> **Exercise**
Could you copy every line of the data that contains the word "bird"?

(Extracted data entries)

......

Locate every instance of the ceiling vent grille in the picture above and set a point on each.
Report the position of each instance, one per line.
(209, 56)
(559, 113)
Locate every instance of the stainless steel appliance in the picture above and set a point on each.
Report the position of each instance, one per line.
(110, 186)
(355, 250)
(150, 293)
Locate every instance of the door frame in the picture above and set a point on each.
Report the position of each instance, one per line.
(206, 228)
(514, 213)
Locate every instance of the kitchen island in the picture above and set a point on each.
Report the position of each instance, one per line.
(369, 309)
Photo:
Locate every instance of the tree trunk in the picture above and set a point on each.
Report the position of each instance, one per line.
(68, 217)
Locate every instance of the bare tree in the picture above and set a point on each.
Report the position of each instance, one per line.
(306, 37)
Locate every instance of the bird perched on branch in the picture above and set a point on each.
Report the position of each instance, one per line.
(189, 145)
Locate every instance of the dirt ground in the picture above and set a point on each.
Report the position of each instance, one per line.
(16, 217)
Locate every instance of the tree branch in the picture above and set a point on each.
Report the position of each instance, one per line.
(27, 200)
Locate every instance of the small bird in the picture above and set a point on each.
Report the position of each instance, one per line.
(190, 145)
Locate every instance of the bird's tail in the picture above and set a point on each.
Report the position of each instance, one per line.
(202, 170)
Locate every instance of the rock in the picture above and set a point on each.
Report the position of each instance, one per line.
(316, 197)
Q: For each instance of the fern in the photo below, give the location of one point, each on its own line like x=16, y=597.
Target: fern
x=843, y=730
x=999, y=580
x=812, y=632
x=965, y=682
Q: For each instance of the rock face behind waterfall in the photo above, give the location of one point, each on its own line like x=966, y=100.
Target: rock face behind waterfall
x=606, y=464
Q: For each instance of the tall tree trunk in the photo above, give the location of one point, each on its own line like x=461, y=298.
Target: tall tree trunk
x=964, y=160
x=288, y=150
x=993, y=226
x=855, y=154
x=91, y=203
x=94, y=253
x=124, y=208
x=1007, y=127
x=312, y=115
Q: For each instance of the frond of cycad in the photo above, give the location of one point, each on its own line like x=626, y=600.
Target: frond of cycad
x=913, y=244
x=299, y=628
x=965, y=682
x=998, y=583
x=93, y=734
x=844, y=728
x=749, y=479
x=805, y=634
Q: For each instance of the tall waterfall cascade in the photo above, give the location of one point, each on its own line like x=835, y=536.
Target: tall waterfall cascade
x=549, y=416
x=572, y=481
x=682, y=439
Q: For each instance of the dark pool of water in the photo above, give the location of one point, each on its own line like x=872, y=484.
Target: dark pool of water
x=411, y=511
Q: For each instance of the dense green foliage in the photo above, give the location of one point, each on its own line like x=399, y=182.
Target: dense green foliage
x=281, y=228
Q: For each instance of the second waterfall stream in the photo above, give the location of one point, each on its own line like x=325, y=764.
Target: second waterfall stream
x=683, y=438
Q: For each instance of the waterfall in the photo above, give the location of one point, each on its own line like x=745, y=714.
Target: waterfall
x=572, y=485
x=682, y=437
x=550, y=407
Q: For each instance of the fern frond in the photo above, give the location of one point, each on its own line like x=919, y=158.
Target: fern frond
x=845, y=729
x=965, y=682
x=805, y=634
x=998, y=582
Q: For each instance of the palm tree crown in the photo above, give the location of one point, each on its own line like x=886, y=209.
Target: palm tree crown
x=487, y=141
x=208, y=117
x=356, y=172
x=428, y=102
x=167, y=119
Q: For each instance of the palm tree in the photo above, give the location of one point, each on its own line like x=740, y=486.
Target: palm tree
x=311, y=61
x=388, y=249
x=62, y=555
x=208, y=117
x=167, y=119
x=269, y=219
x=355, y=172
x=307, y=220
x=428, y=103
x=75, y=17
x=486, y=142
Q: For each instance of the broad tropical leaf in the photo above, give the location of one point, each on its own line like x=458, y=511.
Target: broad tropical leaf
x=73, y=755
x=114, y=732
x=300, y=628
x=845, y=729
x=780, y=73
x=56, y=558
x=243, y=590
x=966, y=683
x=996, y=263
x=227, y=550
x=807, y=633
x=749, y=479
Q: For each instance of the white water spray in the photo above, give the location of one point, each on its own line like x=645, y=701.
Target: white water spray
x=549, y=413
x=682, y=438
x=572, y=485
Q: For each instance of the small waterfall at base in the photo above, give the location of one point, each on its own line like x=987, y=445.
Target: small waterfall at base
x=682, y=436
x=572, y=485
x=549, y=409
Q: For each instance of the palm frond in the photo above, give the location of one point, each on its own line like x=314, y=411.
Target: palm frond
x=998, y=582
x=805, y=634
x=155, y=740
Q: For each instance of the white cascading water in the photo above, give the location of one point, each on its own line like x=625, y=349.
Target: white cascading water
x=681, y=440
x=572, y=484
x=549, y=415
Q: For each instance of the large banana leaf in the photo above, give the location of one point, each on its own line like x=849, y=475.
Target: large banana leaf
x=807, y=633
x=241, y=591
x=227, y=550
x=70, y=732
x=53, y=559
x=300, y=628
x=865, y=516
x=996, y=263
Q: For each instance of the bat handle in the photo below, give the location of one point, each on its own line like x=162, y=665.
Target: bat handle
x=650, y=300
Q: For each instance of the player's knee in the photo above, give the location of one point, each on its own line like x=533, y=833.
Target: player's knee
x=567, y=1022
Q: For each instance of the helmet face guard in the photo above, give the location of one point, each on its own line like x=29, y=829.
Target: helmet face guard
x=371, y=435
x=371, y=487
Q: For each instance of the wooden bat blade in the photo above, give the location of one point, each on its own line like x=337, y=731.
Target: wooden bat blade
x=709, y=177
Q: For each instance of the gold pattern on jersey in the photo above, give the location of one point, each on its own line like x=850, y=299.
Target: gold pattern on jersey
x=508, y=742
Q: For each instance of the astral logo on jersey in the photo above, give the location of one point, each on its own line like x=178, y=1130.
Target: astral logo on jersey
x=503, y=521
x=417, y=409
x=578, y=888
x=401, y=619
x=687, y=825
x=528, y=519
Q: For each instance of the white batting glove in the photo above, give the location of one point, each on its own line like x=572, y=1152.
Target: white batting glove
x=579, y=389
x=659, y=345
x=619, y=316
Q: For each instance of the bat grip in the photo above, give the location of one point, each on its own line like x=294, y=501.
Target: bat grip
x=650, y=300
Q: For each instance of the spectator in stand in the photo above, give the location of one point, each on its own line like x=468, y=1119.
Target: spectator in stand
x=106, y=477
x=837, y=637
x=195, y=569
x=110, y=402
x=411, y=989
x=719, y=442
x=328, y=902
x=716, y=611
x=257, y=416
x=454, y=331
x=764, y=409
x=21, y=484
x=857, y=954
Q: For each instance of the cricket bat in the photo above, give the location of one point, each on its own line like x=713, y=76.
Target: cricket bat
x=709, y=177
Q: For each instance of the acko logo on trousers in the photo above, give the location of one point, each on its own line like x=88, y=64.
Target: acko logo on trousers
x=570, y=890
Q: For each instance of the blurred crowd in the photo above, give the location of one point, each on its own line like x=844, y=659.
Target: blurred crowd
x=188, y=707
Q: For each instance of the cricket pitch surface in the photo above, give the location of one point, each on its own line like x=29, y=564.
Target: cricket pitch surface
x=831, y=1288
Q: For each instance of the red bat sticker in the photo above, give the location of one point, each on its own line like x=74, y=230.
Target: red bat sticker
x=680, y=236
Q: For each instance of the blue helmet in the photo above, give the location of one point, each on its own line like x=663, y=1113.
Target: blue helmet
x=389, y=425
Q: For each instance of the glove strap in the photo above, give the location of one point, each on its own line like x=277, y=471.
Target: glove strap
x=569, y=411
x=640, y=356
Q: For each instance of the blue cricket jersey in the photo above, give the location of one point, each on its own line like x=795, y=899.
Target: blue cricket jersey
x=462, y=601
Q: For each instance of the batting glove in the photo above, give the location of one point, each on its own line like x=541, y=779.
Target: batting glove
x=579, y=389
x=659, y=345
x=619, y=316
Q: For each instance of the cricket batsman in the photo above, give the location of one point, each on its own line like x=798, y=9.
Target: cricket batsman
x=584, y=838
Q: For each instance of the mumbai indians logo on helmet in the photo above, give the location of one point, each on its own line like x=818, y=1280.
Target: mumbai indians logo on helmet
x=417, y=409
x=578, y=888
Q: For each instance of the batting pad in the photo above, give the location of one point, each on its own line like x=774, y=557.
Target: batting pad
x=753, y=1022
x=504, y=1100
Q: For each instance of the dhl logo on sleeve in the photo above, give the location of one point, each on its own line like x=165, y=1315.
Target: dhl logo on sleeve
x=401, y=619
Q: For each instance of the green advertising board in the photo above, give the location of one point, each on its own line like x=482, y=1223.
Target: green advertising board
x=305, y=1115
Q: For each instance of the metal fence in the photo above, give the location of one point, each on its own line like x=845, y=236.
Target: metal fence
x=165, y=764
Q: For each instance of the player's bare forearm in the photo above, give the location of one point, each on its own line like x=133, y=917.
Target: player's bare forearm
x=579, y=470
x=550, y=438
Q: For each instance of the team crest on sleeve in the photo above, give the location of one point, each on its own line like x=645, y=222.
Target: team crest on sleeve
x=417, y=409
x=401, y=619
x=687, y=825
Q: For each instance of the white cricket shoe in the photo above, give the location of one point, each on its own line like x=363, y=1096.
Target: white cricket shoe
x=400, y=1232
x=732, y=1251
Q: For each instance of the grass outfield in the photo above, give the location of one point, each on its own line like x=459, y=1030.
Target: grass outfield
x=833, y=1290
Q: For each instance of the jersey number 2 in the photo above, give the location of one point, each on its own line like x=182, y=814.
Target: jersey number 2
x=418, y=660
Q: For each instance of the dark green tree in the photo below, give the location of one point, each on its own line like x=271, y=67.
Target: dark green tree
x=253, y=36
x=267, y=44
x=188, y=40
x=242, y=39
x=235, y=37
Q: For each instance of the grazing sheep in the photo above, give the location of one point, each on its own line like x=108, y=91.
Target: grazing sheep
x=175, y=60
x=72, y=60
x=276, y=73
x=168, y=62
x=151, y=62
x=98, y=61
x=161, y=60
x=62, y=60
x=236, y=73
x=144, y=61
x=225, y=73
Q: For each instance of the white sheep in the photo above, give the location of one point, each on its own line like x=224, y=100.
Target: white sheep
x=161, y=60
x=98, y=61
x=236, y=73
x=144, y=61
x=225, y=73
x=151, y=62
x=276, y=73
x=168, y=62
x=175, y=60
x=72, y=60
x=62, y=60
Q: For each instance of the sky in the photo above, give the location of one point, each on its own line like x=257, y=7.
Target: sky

......

> **Your solution**
Locate every instance of the bird perched on branch in the picture above and set a point on each.
Locate every instance of the small bird in the picture above and set a point on each.
Locate every instance of the bird's tail in the picture above and set a point on each.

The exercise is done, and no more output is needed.